Work instructions:
Print all the records exactly as they stand.

Data provided:
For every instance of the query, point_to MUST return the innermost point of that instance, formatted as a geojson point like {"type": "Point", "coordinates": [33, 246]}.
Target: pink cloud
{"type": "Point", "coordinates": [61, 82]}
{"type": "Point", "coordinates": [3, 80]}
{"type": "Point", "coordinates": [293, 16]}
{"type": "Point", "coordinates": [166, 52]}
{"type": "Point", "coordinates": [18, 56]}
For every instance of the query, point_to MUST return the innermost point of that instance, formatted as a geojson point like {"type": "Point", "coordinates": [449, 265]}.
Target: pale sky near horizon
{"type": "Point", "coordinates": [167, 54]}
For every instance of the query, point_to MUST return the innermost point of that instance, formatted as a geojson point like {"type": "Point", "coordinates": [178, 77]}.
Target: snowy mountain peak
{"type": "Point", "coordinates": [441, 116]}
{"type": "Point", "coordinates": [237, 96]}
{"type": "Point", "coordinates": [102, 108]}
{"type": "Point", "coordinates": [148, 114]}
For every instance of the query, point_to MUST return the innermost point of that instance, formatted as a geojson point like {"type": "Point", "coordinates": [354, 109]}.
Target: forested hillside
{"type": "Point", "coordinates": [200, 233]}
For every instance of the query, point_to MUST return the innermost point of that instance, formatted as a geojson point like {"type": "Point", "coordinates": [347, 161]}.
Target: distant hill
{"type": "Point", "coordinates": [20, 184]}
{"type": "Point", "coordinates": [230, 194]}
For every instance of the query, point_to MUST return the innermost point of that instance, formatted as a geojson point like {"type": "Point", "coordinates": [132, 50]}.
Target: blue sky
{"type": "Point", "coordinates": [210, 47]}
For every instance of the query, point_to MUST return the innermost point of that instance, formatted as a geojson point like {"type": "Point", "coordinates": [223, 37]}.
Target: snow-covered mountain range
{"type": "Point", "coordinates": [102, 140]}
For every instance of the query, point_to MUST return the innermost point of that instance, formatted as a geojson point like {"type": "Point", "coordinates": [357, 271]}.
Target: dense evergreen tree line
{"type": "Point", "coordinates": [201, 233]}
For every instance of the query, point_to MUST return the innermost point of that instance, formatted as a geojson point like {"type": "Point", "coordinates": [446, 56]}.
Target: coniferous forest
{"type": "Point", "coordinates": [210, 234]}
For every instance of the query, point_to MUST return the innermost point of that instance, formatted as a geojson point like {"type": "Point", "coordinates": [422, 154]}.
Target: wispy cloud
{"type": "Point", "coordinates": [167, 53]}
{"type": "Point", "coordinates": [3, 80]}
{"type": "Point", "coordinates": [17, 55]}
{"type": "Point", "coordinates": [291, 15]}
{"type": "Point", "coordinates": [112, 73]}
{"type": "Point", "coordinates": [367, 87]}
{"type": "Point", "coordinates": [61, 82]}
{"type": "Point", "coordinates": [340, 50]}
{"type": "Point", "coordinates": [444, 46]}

Result of the exercise:
For every instance of the query, point_to MUST return the innermost point of that instance, formatted as a geojson point like {"type": "Point", "coordinates": [33, 246]}.
Target: pink cloud
{"type": "Point", "coordinates": [61, 82]}
{"type": "Point", "coordinates": [3, 80]}
{"type": "Point", "coordinates": [293, 16]}
{"type": "Point", "coordinates": [166, 52]}
{"type": "Point", "coordinates": [18, 56]}
For every instance of the query, point_to MUST return the innermost point of that instance, formatted as a geojson point like {"type": "Point", "coordinates": [449, 265]}.
Target: pale sky near horizon
{"type": "Point", "coordinates": [167, 54]}
For every instance of the query, point_to MUST return the innermost point of that instance, formatted as a geojson point like {"type": "Point", "coordinates": [178, 77]}.
Target: snowy mountain peak
{"type": "Point", "coordinates": [441, 116]}
{"type": "Point", "coordinates": [237, 96]}
{"type": "Point", "coordinates": [102, 108]}
{"type": "Point", "coordinates": [148, 114]}
For every instance of the query, point_to MUST return the innermost point of that instance, formatted as a geojson point like {"type": "Point", "coordinates": [354, 109]}.
Target: forested hillside
{"type": "Point", "coordinates": [200, 233]}
For every instance of the query, point_to MUST return the innermost point of that instance, formatted as a geojson point like {"type": "Point", "coordinates": [347, 161]}.
Target: distant hill
{"type": "Point", "coordinates": [20, 184]}
{"type": "Point", "coordinates": [230, 194]}
For every instance of the query, point_to MUST return the innermost point of that instance, formatted as a geojson point like {"type": "Point", "coordinates": [132, 50]}.
Target: blue sky
{"type": "Point", "coordinates": [210, 47]}
For every instance of the query, point_to MUST return the innermost point of that instance, formatted as a geojson point like {"type": "Point", "coordinates": [223, 37]}.
Target: snow-covered mountain range
{"type": "Point", "coordinates": [102, 140]}
For every instance of the query, point_to MUST return the innermost point of that instance, formatted as a geojson point like {"type": "Point", "coordinates": [357, 271]}.
Target: dense evergreen tree line
{"type": "Point", "coordinates": [201, 233]}
For every instance of the query, point_to MUST return the innermost point of that instance, formatted as a geojson point like {"type": "Point", "coordinates": [446, 56]}.
Target: coniferous forest
{"type": "Point", "coordinates": [210, 234]}
For every instance of the query, point_to MUST return the innermost point of that instance, formatted as a geojson point like {"type": "Point", "coordinates": [422, 154]}.
Target: wispy cloud
{"type": "Point", "coordinates": [167, 53]}
{"type": "Point", "coordinates": [3, 80]}
{"type": "Point", "coordinates": [17, 55]}
{"type": "Point", "coordinates": [291, 15]}
{"type": "Point", "coordinates": [112, 73]}
{"type": "Point", "coordinates": [367, 87]}
{"type": "Point", "coordinates": [61, 82]}
{"type": "Point", "coordinates": [340, 50]}
{"type": "Point", "coordinates": [444, 46]}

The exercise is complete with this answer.